• RAW DATA
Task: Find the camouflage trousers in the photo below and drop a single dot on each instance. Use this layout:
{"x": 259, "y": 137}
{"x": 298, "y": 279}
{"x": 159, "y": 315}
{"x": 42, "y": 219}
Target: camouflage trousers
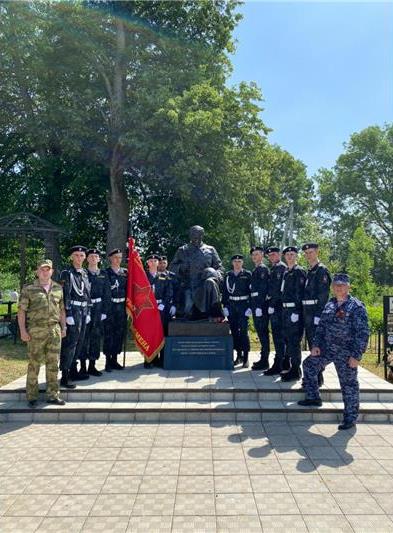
{"x": 348, "y": 378}
{"x": 43, "y": 348}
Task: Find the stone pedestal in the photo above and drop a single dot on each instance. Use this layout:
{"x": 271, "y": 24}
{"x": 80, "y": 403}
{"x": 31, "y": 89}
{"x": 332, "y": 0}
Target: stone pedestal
{"x": 198, "y": 346}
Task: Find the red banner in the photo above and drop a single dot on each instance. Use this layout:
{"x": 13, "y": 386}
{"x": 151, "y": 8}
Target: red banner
{"x": 142, "y": 308}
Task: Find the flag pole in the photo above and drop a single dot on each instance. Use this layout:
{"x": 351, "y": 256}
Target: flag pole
{"x": 126, "y": 328}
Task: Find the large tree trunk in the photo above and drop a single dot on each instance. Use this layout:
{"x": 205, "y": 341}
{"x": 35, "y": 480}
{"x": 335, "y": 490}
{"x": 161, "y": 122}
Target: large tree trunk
{"x": 118, "y": 204}
{"x": 52, "y": 251}
{"x": 118, "y": 208}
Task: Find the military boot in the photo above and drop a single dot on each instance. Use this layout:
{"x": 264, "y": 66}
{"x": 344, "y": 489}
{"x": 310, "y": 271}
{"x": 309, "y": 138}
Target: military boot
{"x": 239, "y": 359}
{"x": 320, "y": 379}
{"x": 83, "y": 370}
{"x": 74, "y": 375}
{"x": 262, "y": 364}
{"x": 108, "y": 366}
{"x": 92, "y": 369}
{"x": 114, "y": 364}
{"x": 64, "y": 382}
{"x": 294, "y": 374}
{"x": 274, "y": 370}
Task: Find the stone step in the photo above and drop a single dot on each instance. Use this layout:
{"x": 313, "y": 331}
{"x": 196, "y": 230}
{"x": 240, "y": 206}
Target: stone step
{"x": 197, "y": 394}
{"x": 189, "y": 411}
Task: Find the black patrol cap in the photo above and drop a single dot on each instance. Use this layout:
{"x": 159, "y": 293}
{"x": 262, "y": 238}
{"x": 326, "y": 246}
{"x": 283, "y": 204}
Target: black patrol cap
{"x": 115, "y": 251}
{"x": 290, "y": 249}
{"x": 93, "y": 251}
{"x": 153, "y": 256}
{"x": 77, "y": 248}
{"x": 271, "y": 249}
{"x": 256, "y": 249}
{"x": 310, "y": 246}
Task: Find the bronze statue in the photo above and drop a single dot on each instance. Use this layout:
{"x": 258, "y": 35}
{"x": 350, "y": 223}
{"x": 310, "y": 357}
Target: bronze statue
{"x": 199, "y": 272}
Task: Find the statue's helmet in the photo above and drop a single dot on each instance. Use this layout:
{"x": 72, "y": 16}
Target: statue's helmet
{"x": 196, "y": 232}
{"x": 209, "y": 273}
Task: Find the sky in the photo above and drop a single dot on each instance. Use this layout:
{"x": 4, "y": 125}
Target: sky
{"x": 325, "y": 70}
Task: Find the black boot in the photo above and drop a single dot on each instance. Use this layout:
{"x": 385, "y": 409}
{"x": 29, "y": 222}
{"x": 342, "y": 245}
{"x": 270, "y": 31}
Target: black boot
{"x": 64, "y": 382}
{"x": 320, "y": 379}
{"x": 108, "y": 366}
{"x": 239, "y": 359}
{"x": 92, "y": 369}
{"x": 274, "y": 370}
{"x": 83, "y": 374}
{"x": 294, "y": 374}
{"x": 114, "y": 364}
{"x": 262, "y": 364}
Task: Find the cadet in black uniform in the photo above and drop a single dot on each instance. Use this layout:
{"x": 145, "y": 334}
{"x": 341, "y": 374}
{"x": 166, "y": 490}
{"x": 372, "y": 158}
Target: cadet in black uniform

• ACTIVITY
Among the entries above, find the line with "Target: flag pole" and the line with "Task: Find the stone step"; give again exactly these two lines and all lines between them.

• ANSWER TO THE EXERCISE
Target: flag pole
{"x": 126, "y": 328}
Task: Find the large tree trunk in the photo above and drop a single dot on each instance. Use this layout:
{"x": 205, "y": 341}
{"x": 35, "y": 480}
{"x": 335, "y": 490}
{"x": 161, "y": 122}
Target: large tree trunk
{"x": 118, "y": 204}
{"x": 52, "y": 251}
{"x": 118, "y": 208}
Task: Find the military boot in the photo above and drop a single dot on each instance. Use this layout:
{"x": 264, "y": 66}
{"x": 344, "y": 489}
{"x": 310, "y": 271}
{"x": 309, "y": 138}
Target: military boot
{"x": 239, "y": 359}
{"x": 320, "y": 379}
{"x": 83, "y": 370}
{"x": 74, "y": 375}
{"x": 262, "y": 364}
{"x": 108, "y": 366}
{"x": 92, "y": 369}
{"x": 114, "y": 364}
{"x": 64, "y": 382}
{"x": 294, "y": 374}
{"x": 274, "y": 370}
Task: Find the stone step in the photo above and drop a single dot on each instance. Use this layout:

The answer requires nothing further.